- _Your objective_: Copy out exactly each line from the line with "Category: white wall" through the last line of the material below.

- _Records provided_:
----

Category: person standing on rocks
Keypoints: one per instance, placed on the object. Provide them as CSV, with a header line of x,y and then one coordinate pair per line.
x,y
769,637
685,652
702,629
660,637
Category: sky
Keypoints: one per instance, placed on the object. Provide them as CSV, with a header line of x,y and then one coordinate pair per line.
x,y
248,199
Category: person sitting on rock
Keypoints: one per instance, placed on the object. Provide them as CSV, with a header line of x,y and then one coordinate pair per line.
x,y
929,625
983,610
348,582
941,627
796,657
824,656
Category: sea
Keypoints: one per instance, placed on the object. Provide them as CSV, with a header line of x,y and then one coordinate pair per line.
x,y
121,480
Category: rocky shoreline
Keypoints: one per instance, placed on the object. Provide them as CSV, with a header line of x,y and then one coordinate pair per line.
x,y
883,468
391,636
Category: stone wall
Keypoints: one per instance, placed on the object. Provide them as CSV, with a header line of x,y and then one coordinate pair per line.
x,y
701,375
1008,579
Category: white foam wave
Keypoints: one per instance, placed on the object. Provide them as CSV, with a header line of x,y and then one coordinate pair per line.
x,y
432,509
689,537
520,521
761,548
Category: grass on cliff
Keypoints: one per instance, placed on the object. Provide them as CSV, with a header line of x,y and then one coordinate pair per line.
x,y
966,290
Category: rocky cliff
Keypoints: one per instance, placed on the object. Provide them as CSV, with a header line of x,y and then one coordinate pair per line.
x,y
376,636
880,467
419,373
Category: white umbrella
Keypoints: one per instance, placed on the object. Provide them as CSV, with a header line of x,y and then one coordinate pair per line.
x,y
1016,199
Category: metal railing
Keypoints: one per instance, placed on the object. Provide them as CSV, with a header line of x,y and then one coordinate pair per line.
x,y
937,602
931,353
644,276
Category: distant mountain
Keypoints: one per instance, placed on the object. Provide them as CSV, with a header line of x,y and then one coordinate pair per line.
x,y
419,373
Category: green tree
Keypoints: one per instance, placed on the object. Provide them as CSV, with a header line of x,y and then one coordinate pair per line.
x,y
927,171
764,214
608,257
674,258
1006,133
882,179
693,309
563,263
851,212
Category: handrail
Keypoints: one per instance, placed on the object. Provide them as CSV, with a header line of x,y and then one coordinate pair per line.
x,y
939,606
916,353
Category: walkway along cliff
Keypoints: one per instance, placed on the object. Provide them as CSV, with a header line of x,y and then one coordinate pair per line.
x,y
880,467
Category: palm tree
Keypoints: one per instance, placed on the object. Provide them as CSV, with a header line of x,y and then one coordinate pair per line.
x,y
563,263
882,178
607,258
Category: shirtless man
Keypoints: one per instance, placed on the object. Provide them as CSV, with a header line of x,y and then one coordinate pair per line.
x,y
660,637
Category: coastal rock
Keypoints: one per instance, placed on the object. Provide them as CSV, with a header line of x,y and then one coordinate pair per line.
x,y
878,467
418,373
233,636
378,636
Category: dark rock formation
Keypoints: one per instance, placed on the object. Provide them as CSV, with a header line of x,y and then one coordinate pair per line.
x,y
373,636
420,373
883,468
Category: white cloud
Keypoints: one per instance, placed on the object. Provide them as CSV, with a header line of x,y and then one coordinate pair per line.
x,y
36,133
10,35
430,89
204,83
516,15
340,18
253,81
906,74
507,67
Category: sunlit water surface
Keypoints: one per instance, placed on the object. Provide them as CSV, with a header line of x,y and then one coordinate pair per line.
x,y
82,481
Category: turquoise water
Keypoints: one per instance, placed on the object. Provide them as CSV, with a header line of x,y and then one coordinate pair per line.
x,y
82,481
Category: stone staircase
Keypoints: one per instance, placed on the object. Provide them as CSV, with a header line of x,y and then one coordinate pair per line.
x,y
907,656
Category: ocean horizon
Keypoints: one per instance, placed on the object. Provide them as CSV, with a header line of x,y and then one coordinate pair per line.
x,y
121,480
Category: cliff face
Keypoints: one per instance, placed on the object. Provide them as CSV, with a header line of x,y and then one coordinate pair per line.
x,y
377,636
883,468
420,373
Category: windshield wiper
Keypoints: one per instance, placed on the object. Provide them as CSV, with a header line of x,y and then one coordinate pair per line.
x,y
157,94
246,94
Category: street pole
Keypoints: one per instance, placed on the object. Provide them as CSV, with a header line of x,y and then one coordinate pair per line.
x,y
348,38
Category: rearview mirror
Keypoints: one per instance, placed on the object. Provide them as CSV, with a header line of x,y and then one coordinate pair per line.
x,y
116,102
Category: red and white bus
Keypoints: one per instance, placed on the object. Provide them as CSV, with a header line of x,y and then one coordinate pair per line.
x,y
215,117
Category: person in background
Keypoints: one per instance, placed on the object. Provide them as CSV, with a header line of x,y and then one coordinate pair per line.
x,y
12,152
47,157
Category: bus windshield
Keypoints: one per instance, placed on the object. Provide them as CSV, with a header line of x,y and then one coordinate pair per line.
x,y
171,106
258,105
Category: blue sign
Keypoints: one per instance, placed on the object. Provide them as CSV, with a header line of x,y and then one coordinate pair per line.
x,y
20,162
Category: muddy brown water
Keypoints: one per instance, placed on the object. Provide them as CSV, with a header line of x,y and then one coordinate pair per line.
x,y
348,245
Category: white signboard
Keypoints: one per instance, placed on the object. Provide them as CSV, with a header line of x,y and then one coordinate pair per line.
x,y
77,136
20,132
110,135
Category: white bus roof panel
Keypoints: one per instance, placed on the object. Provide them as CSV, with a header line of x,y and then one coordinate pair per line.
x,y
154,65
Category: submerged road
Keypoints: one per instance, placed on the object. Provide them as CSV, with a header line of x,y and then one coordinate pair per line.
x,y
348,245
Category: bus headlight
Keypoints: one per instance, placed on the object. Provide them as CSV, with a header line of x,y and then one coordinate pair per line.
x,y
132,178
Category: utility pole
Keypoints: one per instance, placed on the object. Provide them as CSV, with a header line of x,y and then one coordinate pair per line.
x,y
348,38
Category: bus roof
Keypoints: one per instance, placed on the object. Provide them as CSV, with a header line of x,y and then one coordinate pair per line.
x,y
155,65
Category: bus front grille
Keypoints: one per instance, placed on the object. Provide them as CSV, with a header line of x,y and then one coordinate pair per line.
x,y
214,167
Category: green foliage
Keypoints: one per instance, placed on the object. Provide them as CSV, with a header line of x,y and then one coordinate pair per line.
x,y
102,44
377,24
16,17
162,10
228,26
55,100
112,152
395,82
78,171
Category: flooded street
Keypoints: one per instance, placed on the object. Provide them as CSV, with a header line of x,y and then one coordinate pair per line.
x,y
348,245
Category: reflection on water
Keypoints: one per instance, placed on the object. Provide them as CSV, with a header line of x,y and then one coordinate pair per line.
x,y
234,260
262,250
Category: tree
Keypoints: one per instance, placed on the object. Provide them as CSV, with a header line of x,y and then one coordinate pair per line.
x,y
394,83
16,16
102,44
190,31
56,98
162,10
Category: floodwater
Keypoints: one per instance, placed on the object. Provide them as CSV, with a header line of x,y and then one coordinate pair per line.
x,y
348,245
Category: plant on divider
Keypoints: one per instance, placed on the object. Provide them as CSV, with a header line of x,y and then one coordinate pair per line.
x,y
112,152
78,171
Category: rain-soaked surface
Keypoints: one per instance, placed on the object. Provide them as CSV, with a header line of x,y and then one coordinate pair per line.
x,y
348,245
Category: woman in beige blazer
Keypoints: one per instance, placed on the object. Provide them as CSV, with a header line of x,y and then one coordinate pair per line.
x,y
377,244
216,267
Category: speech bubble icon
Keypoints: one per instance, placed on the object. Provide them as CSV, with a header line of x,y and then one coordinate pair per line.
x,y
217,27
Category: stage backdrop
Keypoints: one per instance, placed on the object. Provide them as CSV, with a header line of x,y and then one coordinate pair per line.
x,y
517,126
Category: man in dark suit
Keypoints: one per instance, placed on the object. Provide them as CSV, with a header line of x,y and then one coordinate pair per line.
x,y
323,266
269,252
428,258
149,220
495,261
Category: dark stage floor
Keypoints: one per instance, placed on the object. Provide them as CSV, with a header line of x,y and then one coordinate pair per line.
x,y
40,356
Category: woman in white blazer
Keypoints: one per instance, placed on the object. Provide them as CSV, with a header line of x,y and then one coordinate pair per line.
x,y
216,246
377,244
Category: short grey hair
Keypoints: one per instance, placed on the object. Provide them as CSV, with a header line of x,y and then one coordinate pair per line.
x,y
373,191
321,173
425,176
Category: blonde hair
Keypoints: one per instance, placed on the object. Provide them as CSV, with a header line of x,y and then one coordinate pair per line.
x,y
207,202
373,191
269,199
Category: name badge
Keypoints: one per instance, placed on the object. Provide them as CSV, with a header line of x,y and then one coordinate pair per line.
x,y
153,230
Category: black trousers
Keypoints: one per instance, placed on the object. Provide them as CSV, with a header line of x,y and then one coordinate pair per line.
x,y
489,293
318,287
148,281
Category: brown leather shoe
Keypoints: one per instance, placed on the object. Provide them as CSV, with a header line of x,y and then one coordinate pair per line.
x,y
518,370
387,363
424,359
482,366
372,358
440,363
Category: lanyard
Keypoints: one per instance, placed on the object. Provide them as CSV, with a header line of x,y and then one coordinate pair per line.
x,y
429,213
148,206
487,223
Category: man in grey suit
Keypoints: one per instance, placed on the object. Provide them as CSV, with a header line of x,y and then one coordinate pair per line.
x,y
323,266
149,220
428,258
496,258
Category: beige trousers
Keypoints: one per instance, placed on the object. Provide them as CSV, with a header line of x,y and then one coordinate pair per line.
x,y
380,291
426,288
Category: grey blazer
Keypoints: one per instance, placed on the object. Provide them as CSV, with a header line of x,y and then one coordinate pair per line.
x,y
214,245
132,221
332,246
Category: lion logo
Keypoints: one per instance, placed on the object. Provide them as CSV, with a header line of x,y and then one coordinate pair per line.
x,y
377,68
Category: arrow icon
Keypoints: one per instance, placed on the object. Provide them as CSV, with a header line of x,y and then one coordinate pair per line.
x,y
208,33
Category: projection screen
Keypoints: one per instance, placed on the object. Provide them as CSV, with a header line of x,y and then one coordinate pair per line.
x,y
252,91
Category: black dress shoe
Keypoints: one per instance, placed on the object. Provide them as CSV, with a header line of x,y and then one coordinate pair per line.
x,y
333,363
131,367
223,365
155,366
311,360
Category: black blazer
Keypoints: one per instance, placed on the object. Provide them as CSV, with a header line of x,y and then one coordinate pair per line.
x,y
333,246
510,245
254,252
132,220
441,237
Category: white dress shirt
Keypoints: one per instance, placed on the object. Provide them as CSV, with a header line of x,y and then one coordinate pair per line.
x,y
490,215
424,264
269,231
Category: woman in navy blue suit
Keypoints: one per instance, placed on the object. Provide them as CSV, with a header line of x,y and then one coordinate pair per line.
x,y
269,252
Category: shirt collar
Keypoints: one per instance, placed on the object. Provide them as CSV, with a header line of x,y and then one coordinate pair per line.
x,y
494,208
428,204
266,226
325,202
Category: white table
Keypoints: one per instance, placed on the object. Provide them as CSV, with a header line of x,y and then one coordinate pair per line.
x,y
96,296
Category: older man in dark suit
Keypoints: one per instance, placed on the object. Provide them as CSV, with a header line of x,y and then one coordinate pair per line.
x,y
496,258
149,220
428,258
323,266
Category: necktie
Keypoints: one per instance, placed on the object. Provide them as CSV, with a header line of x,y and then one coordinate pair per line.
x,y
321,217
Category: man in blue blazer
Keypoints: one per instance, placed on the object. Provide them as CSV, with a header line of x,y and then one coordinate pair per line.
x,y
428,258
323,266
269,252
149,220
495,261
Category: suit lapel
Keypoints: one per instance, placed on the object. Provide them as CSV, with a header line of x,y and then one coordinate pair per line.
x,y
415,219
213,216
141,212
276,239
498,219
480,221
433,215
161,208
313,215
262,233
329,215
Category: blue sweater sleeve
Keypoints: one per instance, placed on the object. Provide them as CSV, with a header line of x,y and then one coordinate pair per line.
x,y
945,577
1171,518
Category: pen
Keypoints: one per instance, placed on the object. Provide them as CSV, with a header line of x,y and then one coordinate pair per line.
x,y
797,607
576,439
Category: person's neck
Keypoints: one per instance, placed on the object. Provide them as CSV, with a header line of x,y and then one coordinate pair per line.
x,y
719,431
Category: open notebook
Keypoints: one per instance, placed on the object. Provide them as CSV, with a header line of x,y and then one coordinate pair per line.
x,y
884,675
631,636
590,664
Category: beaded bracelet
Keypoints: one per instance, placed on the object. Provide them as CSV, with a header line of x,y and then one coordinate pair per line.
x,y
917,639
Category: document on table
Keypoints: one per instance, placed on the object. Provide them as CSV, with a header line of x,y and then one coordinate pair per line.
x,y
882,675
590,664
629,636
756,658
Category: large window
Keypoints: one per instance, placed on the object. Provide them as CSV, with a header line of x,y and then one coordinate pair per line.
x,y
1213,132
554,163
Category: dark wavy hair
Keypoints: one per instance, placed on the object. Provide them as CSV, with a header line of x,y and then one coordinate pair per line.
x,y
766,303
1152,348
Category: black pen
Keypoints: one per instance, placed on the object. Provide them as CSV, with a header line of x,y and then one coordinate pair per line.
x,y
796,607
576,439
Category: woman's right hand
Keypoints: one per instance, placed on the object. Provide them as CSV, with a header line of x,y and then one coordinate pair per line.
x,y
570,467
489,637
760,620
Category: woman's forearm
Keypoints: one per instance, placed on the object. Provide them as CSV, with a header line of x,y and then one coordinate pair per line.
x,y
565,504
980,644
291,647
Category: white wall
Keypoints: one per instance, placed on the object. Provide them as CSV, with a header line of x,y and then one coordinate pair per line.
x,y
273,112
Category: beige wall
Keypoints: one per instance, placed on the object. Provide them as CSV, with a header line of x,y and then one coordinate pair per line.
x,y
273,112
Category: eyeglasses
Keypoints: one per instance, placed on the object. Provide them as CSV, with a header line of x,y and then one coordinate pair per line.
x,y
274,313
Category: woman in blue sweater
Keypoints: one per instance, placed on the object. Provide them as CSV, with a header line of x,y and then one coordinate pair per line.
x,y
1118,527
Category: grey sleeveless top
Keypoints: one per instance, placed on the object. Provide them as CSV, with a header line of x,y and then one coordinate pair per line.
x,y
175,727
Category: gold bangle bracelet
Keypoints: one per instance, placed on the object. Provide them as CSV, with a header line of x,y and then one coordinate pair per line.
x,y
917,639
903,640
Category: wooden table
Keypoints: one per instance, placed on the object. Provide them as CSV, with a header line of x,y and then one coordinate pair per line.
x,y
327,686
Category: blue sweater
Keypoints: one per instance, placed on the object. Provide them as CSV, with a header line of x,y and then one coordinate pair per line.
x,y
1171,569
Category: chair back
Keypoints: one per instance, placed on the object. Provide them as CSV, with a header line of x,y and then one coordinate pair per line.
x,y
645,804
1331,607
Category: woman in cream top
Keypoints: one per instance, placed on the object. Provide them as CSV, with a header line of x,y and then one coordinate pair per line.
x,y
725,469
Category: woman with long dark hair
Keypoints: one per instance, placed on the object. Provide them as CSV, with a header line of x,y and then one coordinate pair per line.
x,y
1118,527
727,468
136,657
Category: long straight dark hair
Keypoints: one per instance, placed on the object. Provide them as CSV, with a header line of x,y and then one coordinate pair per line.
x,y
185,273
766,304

----

- _Reply to the exercise_:
Category: white wall
Keypoints: one per instance, placed on the object. Provide them as CSV, with a header line of x,y and then one coordinate pair per line.
x,y
273,112
Category: beige wall
Keypoints: one per instance, placed on the object. Provide them as CSV, with a header line of x,y and then one coordinate pair per line.
x,y
273,112
Category: eyeglasses
Keypoints: one per instance, placed on the object. Provide them as CSV, with a header line of x,y and then one coordinate pair per line.
x,y
274,313
Category: woman in blue sweater
Keypoints: one per instance, placed on the object. Provide them as CSV, with a header line of x,y and then one coordinate pair per line.
x,y
1118,527
Category: grey sleeveless top
Keypoints: one per instance, placed on the object. Provide them as CSV, with a header line of x,y and then one coordinate pair per line.
x,y
175,727
Category: gold bangle bracelet
Keypoints: one per instance, placed on the object. Provide them as CSV, with a header line of x,y and then one coordinate pair per line.
x,y
917,639
903,640
Category: wooden table
Keypoints: one per instance, placed on the object. Provide them as CSV, with a header line of x,y and then one coordinate pair per line.
x,y
327,686
Category: blue sweater
Keypoints: one per instance, placed on the object. Provide them as CSV, with a header line of x,y and then one coordinate pair per line.
x,y
1171,569
Category: chair back
Keypoints: one per instance, placed on the object. Provide them as CSV, with a header line of x,y and then one coordinate pair per line.
x,y
645,804
1331,607
Category: woman in cream top
Keypoints: one per instance, placed on the object. Provide them as CSV, with a header line of x,y and then one coordinate pair per line.
x,y
725,469
Category: woman with long dark hair
Keypoints: one per instance, placed on the object. Provide them as CSV, with a header line of x,y and then one coordinate pair per line.
x,y
1118,527
727,468
136,657
Category: long straight dark hair
Keypoints: one per instance, placed on the object. Provide them as CSV, with a header line of x,y and then one coordinate pair per line.
x,y
185,273
766,304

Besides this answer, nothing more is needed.